▶ [Set problem]: Copy out the listing exactly.

▶ [Pointing and labeling entries]:

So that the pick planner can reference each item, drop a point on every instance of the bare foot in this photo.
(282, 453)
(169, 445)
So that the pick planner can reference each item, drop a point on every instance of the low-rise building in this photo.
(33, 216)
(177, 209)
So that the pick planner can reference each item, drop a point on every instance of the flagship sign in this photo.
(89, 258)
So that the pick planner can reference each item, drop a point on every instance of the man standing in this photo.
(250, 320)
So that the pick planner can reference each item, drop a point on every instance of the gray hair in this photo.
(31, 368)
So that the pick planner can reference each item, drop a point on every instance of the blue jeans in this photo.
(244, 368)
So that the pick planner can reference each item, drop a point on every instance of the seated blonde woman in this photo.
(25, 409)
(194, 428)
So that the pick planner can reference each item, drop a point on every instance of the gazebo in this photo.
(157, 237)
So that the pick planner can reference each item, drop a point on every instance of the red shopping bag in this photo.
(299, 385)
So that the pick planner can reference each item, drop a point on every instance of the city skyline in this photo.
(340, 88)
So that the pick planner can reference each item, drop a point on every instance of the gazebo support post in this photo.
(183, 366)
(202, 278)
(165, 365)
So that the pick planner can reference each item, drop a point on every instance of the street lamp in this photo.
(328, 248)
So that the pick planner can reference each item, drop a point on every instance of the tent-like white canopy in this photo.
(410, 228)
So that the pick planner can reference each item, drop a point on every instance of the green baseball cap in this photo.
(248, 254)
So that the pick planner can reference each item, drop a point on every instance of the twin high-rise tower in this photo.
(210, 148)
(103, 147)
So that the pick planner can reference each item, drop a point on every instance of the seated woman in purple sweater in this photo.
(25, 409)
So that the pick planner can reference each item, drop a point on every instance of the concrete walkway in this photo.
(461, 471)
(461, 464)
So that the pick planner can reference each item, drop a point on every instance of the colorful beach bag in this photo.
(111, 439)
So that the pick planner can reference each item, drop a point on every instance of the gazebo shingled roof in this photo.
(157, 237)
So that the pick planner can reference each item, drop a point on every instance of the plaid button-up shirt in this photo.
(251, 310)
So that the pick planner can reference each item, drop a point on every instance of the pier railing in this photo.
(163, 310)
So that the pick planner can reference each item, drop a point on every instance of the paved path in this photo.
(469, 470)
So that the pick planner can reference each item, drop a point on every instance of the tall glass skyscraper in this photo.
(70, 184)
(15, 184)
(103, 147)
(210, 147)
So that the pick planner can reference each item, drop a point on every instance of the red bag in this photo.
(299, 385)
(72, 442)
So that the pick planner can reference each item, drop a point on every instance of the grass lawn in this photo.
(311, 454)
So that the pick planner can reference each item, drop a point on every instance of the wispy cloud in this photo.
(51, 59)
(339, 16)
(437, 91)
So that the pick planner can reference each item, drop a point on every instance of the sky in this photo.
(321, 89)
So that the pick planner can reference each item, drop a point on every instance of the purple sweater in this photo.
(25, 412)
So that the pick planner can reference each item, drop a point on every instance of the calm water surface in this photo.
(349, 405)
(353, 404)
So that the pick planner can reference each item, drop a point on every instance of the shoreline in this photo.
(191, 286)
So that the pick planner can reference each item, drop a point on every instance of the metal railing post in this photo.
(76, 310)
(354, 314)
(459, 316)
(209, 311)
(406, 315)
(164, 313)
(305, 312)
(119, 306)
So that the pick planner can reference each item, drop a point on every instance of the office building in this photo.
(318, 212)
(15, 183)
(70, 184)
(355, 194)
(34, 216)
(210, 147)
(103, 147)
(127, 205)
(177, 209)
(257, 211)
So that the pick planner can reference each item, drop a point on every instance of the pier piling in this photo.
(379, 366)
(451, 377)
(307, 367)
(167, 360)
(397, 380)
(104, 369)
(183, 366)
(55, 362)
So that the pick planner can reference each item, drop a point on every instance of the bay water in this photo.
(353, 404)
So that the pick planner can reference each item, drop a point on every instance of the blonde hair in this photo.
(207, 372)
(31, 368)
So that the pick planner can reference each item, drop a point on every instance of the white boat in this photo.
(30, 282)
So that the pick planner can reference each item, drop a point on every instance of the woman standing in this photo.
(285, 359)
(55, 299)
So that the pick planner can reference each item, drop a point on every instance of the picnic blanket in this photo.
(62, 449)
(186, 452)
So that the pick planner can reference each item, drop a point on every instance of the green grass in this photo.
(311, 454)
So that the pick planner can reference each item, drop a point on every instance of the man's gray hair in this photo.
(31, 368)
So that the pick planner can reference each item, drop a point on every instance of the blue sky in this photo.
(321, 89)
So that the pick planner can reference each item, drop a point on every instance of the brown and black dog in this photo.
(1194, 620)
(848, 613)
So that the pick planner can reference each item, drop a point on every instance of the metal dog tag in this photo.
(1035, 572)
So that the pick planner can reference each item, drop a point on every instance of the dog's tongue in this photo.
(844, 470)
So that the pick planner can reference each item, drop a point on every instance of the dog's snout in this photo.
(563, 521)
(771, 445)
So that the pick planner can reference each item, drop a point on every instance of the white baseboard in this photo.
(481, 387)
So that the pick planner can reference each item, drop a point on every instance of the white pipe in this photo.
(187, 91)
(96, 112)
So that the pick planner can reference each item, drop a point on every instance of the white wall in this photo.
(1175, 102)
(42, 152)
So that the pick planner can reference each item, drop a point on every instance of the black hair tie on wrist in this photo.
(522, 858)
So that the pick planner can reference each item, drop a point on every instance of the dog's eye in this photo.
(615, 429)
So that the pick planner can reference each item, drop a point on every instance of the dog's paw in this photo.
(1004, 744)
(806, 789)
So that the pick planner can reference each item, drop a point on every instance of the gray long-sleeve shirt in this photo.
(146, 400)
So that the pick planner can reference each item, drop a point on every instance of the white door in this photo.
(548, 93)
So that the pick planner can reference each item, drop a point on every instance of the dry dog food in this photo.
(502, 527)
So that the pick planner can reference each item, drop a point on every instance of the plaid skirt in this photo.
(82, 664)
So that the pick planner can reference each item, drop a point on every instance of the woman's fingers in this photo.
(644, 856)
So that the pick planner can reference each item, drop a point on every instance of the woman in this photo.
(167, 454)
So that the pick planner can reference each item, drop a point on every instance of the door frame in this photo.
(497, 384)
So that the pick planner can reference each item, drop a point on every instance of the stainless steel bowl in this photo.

▶ [Exercise result]:
So that the pick planner can reference each item, drop a point on every instance of the bare foot in this photo.
(282, 453)
(169, 445)
So that the pick planner can reference each item, drop a point on every instance of the low-rise building in this photo.
(33, 216)
(177, 209)
So that the pick planner can reference each item, drop a point on every instance of the flagship sign in this photo.
(89, 258)
So that the pick planner can reference each item, drop a point on every instance of the man standing in this photo.
(250, 320)
So that the pick planner can reference each item, drop a point on every instance of the gray hair in this photo.
(31, 368)
So that the pick planner can reference each item, drop a point on every instance of the blue jeans in this photo.
(244, 368)
So that the pick planner can reference each item, drop a point on every instance of the seated blonde woman in this photo.
(25, 409)
(194, 428)
So that the pick planner can reference each item, drop a point on every instance of the gazebo in this photo.
(157, 237)
So that the pick planner can reference each item, drop a point on every instance of the red shopping bag in this photo.
(299, 385)
So that the pick planner can reference each item, drop a point on every instance of the city skyline in this photo.
(340, 88)
So that the pick planner can reference each item, drop a point on every instance of the gazebo support post in this photo.
(183, 366)
(202, 278)
(165, 365)
So that the pick planner can reference each item, drop a point on every instance of the street lamp in this photo.
(328, 248)
So that the pick planner can reference each item, drop a point on every instance of the tent-like white canopy in this photo.
(410, 228)
So that the pick planner can reference each item, drop a point on every instance of the green baseball cap in this photo.
(248, 254)
So that the pick planner can reference each item, drop a point on every instance of the twin high-rise tower in this photo.
(210, 148)
(103, 147)
So that the pick planner can reference each item, drop a point on every instance of the seated woman in purple sweater in this photo.
(25, 409)
So that the pick planner can reference each item, drop a point on every instance of the concrete walkway in this photo.
(461, 471)
(461, 464)
So that the pick planner can reference each item, drop a point on every instance of the colorful beach bag in this photo.
(111, 439)
So that the pick planner can reference each item, drop a point on every instance of the gazebo shingled roof in this photo.
(157, 237)
So that the pick planner can reference each item, drop a point on every instance of the plaid button-up shirt in this photo.
(251, 310)
So that the pick planner can reference each item, drop a point on every instance of the pier railing in this photo.
(163, 310)
So that the pick planner can reference each item, drop a point on every instance of the paved path in this photo.
(469, 470)
So that the pick planner can reference each item, drop a point on every instance of the tall glass skyscraper in this photo.
(70, 184)
(15, 184)
(103, 147)
(210, 147)
So that the pick planner can reference each item, drop a point on every instance of the red bag in this photo.
(299, 385)
(72, 442)
So that the pick planner can reference each item, drop a point on every instance of the grass lawn in this photo.
(311, 454)
So that the pick planner can reference each item, drop a point on every instance of the wispy cloud in this photo.
(51, 59)
(339, 16)
(437, 91)
So that the pick planner can reference each item, drop a point on every instance of the sky in this photo.
(321, 89)
So that the pick planner can reference each item, drop a point on every instance of the purple sweater in this photo.
(25, 412)
So that the pick planner can reference each item, drop a point on every instance of the calm water surface in this photo.
(349, 405)
(353, 404)
So that the pick planner can reference each item, drop a point on every instance of the shoreline in this photo.
(191, 286)
So that the pick planner can reference each item, drop a point on every instance of the metal railing post in this photo.
(76, 310)
(354, 314)
(459, 316)
(209, 311)
(406, 315)
(164, 313)
(305, 312)
(119, 306)
So that the pick planner can reference each item, drop a point on every instance of the office building in this photo.
(318, 212)
(15, 183)
(70, 184)
(355, 194)
(34, 216)
(210, 147)
(103, 147)
(127, 205)
(177, 209)
(257, 211)
So that the pick planner can reference each item, drop a point on every instance of the pier piling in this photo.
(379, 366)
(451, 377)
(307, 367)
(167, 360)
(397, 380)
(104, 369)
(183, 366)
(55, 362)
So that the pick planner can reference each item, drop a point on every instance of the bay water in this photo.
(353, 404)
So that the pick planner can reference each item, drop a point on every instance of the blonde hair in this photo.
(207, 372)
(31, 368)
So that the pick planner can reference each item, drop a point on every instance of the white boat in this photo.
(30, 282)
So that the pick planner can reference each item, drop a point on every instance of the woman standing in this photo.
(285, 359)
(55, 299)
So that the pick planner can reference each item, drop a point on every instance of the picnic blanket in this photo.
(62, 449)
(186, 452)
So that the pick planner can reference each item, drop a point on every instance of the green grass in this photo.
(311, 454)
So that the pick planner can reference each item, drop a point on every instance of the man's gray hair in this photo.
(31, 368)
So that the pick planner can reference each item, drop a point on every instance of the blue sky in this photo.
(321, 89)
So that the pick planner can reference each item, drop a point on every instance of the brown and black dog in this photo.
(1194, 620)
(848, 613)
So that the pick planner can reference each item, drop a point on every instance of the metal dog tag in this photo.
(1035, 572)
So that the pick planner can reference each item, drop a point on every instance of the dog's tongue in this photo.
(844, 470)
So that the pick planner can reference each item, drop a point on every instance of the dog's snout in this photo.
(563, 521)
(771, 445)
So that the pick planner can reference each item, drop a point on every instance of the white baseboard in this photo.
(481, 387)
So that the pick planner can reference each item, drop a point on every instance of the white pipe in this photo.
(187, 91)
(96, 112)
So that the pick planner can reference each item, drop a point on every instance of the white wall in this photo.
(1175, 102)
(42, 152)
So that the pick planner can reference each item, drop a point on every instance of the black hair tie on wrist in this photo.
(522, 858)
So that the pick planner can reference each item, drop a point on every instance of the dog's eye in this photo.
(615, 429)
So that the pick planner can reference each item, drop a point on every instance of the dog's paw in this photo.
(1004, 744)
(806, 789)
So that the pick planner can reference each item, drop a point on every instance of the gray long-sleeve shirt in this photo.
(146, 400)
So that the pick planner can reference each item, drop a point on every instance of the white door in this photo.
(548, 93)
So that the pick planner can reference each item, drop a point on every instance of the dry dog food in this photo.
(502, 527)
So that the pick planner can reference each item, drop a point on every instance of the plaid skirt in this photo.
(82, 664)
So that the pick planner can reference each item, drop a point on every instance of the woman's fingers in this photo.
(644, 856)
So that the pick planner can reference each item, drop a point on every instance of the woman in this photo.
(167, 454)
So that the pick planner can reference each item, drop a point on every instance of the door frame in this photo.
(497, 384)
So that the pick planner can reference each item, drop a point on every instance of the stainless steel bowl in this photo.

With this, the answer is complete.